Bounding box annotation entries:
----------------
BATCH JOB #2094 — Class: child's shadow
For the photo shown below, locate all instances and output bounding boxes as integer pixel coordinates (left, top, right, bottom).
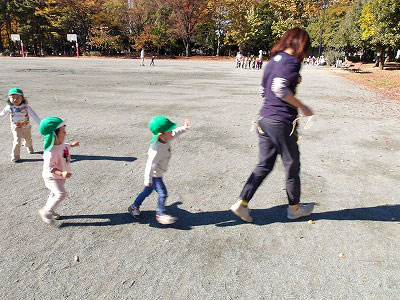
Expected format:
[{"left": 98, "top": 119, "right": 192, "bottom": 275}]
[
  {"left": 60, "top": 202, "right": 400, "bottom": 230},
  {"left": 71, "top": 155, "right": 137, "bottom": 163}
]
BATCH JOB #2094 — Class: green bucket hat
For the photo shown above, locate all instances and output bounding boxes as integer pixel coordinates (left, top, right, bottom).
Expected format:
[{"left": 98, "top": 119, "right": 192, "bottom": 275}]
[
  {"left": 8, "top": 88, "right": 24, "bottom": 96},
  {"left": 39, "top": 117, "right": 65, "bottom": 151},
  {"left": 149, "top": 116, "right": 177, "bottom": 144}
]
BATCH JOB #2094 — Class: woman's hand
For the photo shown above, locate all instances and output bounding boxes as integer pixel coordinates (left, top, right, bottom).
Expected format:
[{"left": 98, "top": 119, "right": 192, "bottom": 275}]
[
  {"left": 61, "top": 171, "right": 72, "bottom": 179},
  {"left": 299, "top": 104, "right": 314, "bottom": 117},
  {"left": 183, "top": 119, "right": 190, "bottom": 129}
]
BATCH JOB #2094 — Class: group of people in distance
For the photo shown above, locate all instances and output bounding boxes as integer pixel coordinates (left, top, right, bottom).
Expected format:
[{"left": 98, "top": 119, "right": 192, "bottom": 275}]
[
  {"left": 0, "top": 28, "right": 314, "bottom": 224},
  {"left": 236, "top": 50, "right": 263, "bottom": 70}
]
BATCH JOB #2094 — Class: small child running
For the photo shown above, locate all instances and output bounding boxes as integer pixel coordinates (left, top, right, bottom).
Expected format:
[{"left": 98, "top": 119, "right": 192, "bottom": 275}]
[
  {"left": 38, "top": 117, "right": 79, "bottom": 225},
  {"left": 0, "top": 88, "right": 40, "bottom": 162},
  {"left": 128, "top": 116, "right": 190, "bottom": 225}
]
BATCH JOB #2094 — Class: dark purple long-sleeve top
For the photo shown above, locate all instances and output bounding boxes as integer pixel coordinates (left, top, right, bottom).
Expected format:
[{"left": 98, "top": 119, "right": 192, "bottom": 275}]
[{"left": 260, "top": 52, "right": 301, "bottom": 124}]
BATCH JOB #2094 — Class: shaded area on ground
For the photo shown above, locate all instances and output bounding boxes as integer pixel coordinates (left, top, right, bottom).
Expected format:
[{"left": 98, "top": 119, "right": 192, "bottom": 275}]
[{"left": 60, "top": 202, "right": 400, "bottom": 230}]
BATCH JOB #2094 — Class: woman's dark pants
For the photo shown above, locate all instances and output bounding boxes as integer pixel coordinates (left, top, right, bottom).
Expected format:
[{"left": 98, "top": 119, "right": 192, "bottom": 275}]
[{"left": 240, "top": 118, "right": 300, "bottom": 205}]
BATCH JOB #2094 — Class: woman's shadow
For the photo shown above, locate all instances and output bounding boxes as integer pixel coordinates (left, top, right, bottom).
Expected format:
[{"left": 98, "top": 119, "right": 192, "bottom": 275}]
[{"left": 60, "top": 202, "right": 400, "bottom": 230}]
----------------
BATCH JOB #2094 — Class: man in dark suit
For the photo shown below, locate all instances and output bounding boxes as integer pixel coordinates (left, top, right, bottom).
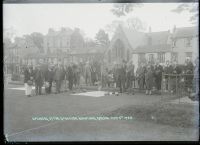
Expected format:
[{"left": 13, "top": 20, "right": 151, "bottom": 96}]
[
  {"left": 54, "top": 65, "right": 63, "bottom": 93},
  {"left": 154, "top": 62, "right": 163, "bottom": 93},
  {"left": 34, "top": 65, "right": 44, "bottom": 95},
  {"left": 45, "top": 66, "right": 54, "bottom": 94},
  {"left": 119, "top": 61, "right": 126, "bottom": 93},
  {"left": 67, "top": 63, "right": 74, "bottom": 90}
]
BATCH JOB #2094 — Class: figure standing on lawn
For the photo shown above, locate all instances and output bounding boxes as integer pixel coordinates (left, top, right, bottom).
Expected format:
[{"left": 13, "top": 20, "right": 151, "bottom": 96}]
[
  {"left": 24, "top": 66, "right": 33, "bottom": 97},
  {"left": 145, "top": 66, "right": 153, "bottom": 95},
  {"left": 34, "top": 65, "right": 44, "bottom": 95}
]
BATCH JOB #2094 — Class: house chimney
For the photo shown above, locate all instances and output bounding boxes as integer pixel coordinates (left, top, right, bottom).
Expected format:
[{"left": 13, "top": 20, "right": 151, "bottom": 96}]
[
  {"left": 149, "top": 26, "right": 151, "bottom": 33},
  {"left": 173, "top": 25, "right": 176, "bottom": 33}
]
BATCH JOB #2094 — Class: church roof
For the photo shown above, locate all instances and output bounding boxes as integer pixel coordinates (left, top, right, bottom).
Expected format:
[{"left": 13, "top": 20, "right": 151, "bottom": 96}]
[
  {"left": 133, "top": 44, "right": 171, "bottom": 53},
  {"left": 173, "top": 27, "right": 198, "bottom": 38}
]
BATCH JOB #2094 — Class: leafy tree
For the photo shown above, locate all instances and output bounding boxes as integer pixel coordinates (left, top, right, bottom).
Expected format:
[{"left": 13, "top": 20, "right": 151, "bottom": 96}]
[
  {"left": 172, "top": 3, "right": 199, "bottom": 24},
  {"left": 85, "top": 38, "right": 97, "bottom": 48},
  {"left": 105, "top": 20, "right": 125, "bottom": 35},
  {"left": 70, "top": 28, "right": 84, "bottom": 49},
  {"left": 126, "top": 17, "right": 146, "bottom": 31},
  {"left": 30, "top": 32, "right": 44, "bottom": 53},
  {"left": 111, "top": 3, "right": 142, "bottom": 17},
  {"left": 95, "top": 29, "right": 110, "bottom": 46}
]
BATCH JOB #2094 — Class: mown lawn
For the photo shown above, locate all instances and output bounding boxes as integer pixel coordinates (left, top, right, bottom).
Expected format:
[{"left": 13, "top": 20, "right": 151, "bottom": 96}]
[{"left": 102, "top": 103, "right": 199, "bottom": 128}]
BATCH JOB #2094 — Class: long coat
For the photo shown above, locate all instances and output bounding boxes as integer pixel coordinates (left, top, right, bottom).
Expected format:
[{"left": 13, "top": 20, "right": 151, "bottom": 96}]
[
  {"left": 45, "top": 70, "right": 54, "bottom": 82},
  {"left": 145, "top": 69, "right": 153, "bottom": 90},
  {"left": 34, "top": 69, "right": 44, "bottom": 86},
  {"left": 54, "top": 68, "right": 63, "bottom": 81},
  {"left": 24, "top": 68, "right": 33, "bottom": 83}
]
----------------
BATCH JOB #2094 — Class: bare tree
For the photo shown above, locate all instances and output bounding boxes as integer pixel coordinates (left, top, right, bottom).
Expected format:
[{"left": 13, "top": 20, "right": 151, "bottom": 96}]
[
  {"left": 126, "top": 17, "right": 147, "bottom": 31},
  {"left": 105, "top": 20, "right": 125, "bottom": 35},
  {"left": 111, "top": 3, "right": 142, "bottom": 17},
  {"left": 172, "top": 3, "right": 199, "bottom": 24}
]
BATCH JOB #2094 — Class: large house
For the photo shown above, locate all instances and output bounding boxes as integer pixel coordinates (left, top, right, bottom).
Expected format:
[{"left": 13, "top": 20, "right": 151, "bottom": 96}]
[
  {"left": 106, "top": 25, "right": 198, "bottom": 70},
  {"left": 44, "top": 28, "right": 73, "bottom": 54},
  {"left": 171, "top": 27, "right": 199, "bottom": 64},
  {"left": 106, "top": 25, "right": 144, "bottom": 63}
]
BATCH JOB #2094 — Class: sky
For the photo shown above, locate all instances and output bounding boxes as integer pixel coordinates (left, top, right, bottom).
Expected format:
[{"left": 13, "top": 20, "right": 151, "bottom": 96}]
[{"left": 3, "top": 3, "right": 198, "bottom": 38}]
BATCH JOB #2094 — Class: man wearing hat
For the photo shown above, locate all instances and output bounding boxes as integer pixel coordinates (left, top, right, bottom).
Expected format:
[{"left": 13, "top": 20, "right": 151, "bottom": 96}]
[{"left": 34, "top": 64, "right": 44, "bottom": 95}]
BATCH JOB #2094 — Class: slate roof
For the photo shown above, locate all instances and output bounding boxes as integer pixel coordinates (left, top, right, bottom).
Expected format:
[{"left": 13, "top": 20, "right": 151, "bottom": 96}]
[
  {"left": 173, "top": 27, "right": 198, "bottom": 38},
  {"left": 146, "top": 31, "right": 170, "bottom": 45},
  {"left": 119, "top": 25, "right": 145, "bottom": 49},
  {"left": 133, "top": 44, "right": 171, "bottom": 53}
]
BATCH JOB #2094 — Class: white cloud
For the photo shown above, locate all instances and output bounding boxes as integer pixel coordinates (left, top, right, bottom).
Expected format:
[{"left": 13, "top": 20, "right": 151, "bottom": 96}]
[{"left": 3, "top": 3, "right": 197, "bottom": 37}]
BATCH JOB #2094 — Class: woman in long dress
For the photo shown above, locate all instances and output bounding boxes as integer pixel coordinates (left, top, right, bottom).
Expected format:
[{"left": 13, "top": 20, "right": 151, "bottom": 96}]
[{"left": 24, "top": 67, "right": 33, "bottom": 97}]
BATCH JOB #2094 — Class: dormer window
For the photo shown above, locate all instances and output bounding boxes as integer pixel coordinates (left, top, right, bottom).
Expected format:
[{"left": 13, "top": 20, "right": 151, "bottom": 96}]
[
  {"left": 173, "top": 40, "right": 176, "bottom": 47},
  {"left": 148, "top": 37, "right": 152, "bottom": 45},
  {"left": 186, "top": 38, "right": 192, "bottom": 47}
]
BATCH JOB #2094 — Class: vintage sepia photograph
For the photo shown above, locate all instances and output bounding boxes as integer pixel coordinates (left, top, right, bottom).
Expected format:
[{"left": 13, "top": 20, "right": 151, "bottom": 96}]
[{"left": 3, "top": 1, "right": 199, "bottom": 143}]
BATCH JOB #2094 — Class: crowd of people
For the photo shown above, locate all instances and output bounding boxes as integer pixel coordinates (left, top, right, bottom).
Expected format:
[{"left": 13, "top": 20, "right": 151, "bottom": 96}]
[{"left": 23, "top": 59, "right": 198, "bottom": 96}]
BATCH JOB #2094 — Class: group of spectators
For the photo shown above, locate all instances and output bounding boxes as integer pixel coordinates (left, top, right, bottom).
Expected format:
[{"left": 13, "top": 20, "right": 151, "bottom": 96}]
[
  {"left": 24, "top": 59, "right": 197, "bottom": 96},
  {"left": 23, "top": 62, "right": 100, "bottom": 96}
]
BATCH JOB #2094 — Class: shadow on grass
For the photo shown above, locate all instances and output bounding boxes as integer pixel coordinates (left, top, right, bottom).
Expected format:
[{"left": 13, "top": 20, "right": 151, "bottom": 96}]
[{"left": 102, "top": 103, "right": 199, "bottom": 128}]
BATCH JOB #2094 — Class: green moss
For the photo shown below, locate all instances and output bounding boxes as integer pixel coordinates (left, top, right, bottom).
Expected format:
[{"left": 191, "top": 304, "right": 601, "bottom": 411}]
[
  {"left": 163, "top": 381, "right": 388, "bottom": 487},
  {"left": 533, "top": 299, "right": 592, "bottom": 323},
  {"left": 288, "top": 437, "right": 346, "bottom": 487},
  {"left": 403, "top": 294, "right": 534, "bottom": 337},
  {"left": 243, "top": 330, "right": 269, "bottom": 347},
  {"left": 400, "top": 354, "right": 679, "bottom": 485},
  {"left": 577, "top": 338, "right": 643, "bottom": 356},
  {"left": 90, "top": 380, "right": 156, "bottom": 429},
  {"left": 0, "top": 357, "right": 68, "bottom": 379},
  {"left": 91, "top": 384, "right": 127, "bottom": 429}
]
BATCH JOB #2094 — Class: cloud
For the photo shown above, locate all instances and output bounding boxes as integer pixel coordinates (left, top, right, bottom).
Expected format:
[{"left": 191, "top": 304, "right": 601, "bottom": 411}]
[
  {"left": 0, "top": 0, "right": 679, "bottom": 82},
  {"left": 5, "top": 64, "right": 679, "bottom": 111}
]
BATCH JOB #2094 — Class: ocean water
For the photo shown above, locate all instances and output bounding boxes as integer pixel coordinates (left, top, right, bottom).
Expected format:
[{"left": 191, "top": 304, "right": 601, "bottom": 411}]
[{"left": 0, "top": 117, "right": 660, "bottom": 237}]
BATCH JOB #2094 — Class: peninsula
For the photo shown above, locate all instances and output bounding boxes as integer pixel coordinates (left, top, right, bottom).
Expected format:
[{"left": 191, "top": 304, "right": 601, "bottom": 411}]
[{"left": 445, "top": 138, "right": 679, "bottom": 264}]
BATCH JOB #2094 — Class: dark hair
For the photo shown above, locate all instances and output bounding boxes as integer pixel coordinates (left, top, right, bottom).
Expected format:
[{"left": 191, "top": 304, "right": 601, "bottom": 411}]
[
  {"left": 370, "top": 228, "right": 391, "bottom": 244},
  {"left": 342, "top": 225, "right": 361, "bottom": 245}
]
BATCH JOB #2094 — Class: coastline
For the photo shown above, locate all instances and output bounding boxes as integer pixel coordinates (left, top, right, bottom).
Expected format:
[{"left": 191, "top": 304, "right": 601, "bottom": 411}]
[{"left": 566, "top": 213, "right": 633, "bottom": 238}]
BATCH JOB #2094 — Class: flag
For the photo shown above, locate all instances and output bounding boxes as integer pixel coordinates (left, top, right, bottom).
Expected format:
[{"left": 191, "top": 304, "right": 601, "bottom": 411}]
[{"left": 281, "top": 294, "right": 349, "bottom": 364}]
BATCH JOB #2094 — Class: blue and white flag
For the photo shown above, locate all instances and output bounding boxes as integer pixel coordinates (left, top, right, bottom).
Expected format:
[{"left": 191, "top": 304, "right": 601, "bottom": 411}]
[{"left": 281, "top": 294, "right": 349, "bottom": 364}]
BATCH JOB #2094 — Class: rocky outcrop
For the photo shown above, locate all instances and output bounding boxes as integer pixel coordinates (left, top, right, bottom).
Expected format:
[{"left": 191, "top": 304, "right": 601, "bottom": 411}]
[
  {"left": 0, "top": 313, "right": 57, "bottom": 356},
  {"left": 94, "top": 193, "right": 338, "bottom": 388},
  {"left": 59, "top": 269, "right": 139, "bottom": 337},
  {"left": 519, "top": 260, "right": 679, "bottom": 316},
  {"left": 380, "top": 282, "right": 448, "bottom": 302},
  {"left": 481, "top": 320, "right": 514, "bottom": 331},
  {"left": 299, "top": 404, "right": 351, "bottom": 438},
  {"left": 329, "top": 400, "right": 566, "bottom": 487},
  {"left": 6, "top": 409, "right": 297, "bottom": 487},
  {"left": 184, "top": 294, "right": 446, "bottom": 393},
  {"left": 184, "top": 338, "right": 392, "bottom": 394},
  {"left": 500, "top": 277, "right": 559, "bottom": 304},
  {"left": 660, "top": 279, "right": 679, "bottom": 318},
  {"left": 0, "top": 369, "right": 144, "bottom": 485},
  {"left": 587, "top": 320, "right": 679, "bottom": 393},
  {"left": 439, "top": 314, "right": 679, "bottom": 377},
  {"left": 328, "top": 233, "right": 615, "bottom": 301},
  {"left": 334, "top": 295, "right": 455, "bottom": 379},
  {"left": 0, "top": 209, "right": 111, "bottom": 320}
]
----------------
— PROBLEM DESCRIPTION —
Report every line of the data above that contains the string "dark", copying each line in full.

— EXERCISE OUTPUT —
BATCH JOB #2094 — Class: dark purple long-sleeve top
BATCH JOB #2094 — Class: woman's dark pants
BATCH JOB #2094 — Class: man in dark suit
BATCH JOB #2094 — Class: dark hair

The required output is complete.